_Exercise description_. Rewrite every line from the one containing "the dark rock" down to the end of the items, that line included. Keep all other text unchanged, but multiply each coordinate in the answers by 0.8 and round it to a whole number, with halves rounded up.
§
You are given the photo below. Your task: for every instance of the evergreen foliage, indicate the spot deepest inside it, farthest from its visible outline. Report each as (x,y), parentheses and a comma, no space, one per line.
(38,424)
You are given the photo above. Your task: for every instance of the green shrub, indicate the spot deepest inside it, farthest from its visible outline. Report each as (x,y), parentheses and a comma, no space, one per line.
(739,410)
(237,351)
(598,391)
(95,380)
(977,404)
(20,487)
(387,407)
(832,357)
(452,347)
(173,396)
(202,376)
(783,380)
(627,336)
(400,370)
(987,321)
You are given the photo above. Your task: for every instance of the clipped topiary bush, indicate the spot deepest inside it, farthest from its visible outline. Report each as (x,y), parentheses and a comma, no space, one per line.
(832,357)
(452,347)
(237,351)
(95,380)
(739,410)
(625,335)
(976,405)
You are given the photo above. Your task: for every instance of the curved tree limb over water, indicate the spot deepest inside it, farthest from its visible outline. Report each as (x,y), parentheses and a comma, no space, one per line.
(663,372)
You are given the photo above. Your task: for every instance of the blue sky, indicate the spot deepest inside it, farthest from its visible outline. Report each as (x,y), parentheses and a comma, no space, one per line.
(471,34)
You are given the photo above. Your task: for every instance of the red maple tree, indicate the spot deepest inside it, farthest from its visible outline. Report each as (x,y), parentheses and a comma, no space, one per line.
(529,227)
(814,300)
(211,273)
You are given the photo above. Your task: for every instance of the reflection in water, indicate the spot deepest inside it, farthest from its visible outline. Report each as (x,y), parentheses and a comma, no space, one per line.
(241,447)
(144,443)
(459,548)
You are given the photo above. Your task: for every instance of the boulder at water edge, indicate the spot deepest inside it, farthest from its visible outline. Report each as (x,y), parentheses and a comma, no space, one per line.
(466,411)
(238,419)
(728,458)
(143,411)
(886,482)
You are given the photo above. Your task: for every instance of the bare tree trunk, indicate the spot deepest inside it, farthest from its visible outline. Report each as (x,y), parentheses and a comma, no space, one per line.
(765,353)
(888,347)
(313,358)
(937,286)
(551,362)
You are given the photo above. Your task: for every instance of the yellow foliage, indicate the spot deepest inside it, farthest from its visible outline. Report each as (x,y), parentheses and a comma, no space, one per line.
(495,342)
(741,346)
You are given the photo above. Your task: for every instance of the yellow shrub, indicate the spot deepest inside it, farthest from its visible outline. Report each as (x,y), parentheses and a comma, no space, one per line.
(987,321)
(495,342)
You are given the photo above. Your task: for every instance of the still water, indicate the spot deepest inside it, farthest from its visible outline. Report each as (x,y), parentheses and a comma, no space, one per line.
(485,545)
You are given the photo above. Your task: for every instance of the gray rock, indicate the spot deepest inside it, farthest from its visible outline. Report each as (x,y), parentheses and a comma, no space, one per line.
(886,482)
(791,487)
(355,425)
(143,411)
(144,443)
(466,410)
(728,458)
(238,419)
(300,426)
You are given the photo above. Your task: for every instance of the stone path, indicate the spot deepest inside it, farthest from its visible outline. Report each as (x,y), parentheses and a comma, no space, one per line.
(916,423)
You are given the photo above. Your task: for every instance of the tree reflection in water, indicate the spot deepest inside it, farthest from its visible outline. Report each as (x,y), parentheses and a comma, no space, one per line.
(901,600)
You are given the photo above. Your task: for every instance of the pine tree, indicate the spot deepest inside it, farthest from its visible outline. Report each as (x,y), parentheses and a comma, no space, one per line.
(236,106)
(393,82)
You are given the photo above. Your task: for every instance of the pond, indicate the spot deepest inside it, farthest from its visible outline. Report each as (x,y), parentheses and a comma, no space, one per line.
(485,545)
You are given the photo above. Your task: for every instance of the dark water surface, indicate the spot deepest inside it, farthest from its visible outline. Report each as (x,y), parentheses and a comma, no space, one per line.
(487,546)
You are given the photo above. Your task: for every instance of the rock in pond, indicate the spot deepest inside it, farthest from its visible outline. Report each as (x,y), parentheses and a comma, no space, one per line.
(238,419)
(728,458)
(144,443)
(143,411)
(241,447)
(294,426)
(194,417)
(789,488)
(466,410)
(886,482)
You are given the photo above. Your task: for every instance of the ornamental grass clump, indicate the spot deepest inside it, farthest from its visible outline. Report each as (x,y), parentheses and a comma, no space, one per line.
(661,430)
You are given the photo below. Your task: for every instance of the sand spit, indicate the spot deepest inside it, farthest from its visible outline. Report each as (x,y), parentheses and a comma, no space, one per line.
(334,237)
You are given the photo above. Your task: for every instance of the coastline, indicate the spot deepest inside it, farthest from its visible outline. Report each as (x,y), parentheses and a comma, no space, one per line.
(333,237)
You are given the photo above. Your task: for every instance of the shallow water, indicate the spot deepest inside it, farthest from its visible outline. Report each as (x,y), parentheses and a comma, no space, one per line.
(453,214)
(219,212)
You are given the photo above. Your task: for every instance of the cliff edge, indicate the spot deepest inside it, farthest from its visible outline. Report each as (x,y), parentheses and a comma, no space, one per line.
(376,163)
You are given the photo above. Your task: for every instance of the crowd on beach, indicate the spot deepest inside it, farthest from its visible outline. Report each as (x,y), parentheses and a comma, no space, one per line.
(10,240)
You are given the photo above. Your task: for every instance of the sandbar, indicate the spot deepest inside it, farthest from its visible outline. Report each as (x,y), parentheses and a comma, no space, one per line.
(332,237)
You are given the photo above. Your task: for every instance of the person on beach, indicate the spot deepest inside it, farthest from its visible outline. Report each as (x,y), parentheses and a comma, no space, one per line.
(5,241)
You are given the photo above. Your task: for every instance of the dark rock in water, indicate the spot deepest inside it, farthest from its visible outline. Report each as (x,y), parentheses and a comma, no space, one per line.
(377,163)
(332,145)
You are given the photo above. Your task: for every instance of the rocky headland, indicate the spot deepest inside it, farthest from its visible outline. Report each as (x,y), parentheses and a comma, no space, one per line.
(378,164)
§
_Expected answer_.
You are given the photo above. Your task: for every instance of the dark rock in water, indicate the spot deepest inside it, farthest from its visible outline. Report each as (x,y), parentheses and a comma, no space, one per line.
(302,130)
(266,116)
You are given the photo above. Your task: for every instance of the rocky headland, indicate the spot deepest inside it, farthest from its visible outline. Report each as (x,y), parentheses and a comma, no space, one per line.
(302,131)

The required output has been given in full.